COSA SI CHIEDE –
(1) Nel testo sui Lego, a chi apparteneva l'automobile nei giochi con Barbie e Ken?
(2) Prosegui il testo sui Lego dopo la sua ultima frase.

ESTRATTO DEL TESTO –
Lego mon amour

Venerdì 13 Settembre 2013

Quando ero molto piccola amavo il rosa, i giocattolini frou frou e la casa delle bambole il minimo sindacale. Intendiamoci: di storie fantastiche che avevano come attori un branco di Barbie e Ken invischiati in romantiche faccende amorose ne inventavo parecchie, assieme alla mia amichetta del cuore. Però difficilmente quel bellimbusto plasticato aveva la meglio sulla sua eterna fidanzatina. L’automobile la guidava lei. Era di Barbie, non di Ken. Perciò lui doveva rassegnarsi a sedersi dal lato passeggero e difficilmente le apriva lo sportello in modo galante per non farle sciupare le scarpine di cristallo.

A me piacevano di più quelli che, a causa di uno stereotipo ancora ostico a morire, vengono definiti “giochi da maschio”. Sarò un personaggio bizzarro io, non discuto, però a mio avviso un gioco è semplicemente un gioco. Credo che il mio amore smodato per i Lego sia scaturito da una sorta di ribellione all’ordine naturale delle cose, un dogma sessista che non avevo certamente inventato io. Da piccola era graziosa, sembravo una pupazzetta, forse è anche per questo che con le bambole non ho giocato poi così tanto. Troppo bamboleggiare non avrebbe giovato alla mia formazione mentale, preferivo spaziare su altro.

Oggi il rosa è uno dei colori che detesto e questo a prescindere dal fatto che identifica universalmente il sesso femminile. Non mi piace e basta, è troppo smielato, così come non amo certi toni del marrone, che è troppo triste. I mattoncini Lego con cui mi divertivo da piccola erano un arcobaleno di creatività, io ho sempre adorato produrre qualcosa con le mie mani e non ho mai dato troppa importanza se il risultato era una pista di atterraggio per i caccia bombardieri o una casetta per la mia Barbie.

MATERIALE FORNITO –
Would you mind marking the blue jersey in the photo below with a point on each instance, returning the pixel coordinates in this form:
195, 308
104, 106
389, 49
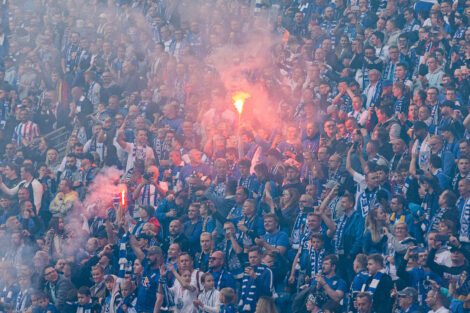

RISPOSTE –
(1) Apparteneva a Barbie, non a Ken.

(2)
Mio figlio, 9 anni e una manciata di mesi, adora i Lego esattamente come me con la differenza che quelli con cui giocavo io da bambina stanno a quelli con cui gioca lui come gli effetti speciali di King Kong stanno a quelli di Matrix. Le scatole di Lego di oggi sono spettacolari, un qualcosa da far perdere la testa e pomeriggi interi di appassionante costruzione.

Il massimo della particolarità dei miei Lego erano le finestrelle che applicavi sulle colonne delle casette, quelle con i minuscoli vetri che si potevano aprire. Impazzivo per quelle finestrelle, pensate un po’. Detto questo, immaginate come possa sentirmi al cospetto della scatola del Castello di Harry Potter o delle costruzioni Lego-Tronics. Il primo è una roba da studente di ingegneria al terzo anno, per le seconde devi essere come minimo a un passo dalla tesi. Questo per i comuni mortali, quelli che non hanno il cervello settato per certe faccende. Quelli che invece nascono con la logica della costruzione nel DNA, il Castello di Harry Potter te lo costruiscono in un pomeriggio, tipo mio figlio due anni fa. Si è rinchiuso nella sua cameretta per cinque ore senza fare un fiato. Un miracolo, considerando che la riflessione principe sulla mia maternità è: “Non avevo mai incontrato qualcuno che parlasse più di me. Allora l’ho partorito”.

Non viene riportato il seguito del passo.